_Description of the task_: Reproduce the following data verbatim, text only, and leave out the images.

_Dataset content_:
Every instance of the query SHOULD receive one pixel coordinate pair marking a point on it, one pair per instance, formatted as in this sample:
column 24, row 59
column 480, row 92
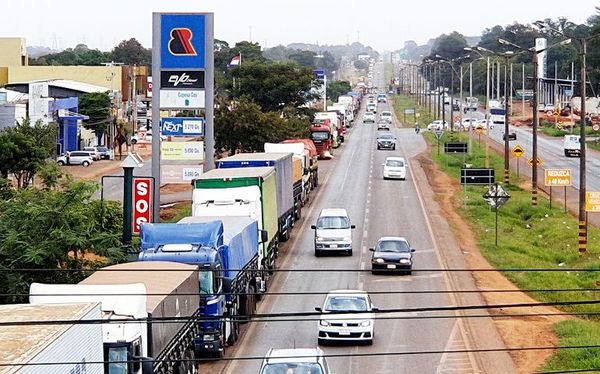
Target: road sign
column 142, row 202
column 518, row 151
column 530, row 161
column 182, row 126
column 190, row 151
column 592, row 202
column 558, row 177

_Exercise output_:
Every instance of the query SHOULD receive one pixel coordinate pair marking a point on it, one pair per instance, formatted as in this sample:
column 24, row 59
column 480, row 92
Target: road sign
column 142, row 202
column 518, row 151
column 530, row 161
column 182, row 126
column 190, row 151
column 592, row 202
column 558, row 177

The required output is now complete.